This has similarities to the “Dot-Com” craze in the late 90s and early 2000s. Back then the euphoric pulse was quite similar, whereby company fundamentals were ignored for a trendy company name, lots of quick money was made followed by an abrupt crash and enormous loss of wealth.
These last few months the line between investing and entertainment has blurred and is contributing to the disconnect between stock market returns and the gloomy state of the global economy. As newbie traders see amazing returns in their risky day-trading efforts it breeds overconfidence leading to a false sense of security. Eventually there is always a fool left holding the stock nobody else is willing to buy.
While sidelined sports gamblers are trying their hand at a day-trading gold rush, does this mean the average investor is doing the same? Thankfully, and surprisingly, no. In fact, a recent Wall Street Journal article stated that nearly 95% of those in 401(k)’s run by Vanguard did absolutely nothing during the first four months of 2020, instead opting to stay the course during choppy waters.
This is different than scary markets of the past. Maybe it was because of the sudden nature of the stock market pullback, there just wasn’t enough time to let it all soak in before the government stepped in and things started going back up. Or perhaps the typical individual investor has learned that panic selling is not a productive strategy. This pattern won’t last, however; a longer bear market will once again rattle nerves resulting in irreversible damage. It’s just how we are wired.
Finding the right mix of risk (stocks) and stability (bonds) and then sitting quietly in your room has proven to pay off over the long term. Even during recessions, you will be reinvesting dividends and purchasing new shares in your 401(k) at a discount. Acquiring more shares is controllable, the price of each share over the short term is not.
Don’t be hoodwinked with false comforts of market timing strategies and quick profits from day-trading. As the 19th century American humorist Josh Billings once wrote, “It’s not what a man don’t know that makes him a fool, but what he does know that ain’t so.”

Image object location entries

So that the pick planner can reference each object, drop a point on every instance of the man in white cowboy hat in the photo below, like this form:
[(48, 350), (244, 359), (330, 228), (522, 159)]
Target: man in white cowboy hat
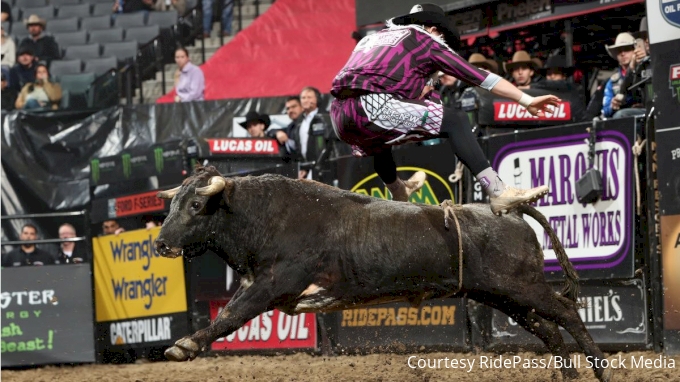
[(614, 99), (382, 98), (45, 47), (522, 68)]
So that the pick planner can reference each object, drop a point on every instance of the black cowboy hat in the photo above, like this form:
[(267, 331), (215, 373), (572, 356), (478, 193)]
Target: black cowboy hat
[(557, 62), (253, 116), (431, 15)]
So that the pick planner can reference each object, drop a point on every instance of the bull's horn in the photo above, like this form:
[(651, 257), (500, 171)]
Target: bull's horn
[(168, 194), (215, 184)]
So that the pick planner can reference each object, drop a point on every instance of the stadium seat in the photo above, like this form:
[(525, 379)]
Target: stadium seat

Required tasks:
1) According to the passage on day-trading, what share of those in 401(k)s run by Vanguard did nothing during the first four months of 2020?
2) Please write out the passage on day-trading word for word, everything from "While sidelined sports" down to "during choppy waters.".
The rows come from a different source than the passage on day-trading.

Solutions:
1) Nearly 95%.

2)
While sidelined sports gamblers are trying their hand at a day-trading gold rush, does this mean the average investor is doing the same? Thankfully, and surprisingly, no. In fact, a recent Wall Street Journal article stated that nearly 95% of those in 401(k)’s run by Vanguard did absolutely nothing during the first four months of 2020, instead opting to stay the course during choppy waters.